- [What needs to be done] The entries follow. Copy every line in which "black" appears.
Material provided START
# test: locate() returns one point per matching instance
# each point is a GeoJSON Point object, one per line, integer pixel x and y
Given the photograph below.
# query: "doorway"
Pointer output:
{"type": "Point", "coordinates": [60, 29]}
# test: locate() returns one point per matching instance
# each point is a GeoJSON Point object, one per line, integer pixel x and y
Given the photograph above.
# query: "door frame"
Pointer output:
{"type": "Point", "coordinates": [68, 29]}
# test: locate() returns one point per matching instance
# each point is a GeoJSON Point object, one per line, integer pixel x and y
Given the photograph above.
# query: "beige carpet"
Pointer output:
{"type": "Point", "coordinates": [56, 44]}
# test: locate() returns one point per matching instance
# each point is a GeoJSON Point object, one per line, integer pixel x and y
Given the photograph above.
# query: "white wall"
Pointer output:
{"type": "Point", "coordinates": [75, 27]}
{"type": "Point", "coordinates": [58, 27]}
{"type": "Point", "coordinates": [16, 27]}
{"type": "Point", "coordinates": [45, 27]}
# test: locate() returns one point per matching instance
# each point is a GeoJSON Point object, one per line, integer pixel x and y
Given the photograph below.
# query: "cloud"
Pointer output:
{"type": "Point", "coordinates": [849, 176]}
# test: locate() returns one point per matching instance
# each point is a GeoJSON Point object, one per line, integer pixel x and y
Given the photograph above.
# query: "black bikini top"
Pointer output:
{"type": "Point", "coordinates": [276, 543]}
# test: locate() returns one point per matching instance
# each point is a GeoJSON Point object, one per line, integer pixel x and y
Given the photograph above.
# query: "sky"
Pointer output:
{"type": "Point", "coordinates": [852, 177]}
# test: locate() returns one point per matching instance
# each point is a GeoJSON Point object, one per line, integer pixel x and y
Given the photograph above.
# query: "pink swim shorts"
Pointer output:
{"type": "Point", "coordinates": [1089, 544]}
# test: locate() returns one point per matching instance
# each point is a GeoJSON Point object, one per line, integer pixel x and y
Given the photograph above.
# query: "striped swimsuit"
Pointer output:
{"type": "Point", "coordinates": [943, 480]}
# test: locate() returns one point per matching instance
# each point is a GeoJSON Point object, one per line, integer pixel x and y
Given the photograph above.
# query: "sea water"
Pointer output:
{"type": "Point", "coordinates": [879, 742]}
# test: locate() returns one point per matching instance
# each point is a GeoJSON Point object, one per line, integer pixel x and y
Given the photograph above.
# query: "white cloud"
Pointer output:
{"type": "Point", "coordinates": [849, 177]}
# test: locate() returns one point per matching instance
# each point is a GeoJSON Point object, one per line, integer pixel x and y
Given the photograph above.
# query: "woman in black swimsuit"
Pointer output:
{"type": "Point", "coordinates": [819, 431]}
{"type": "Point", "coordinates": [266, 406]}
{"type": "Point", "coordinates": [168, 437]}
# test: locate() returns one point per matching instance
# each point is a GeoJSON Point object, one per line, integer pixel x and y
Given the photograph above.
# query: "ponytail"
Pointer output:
Material provided END
- [Answer section]
# query: "black bikini top"
# query: "woman in black swimsuit"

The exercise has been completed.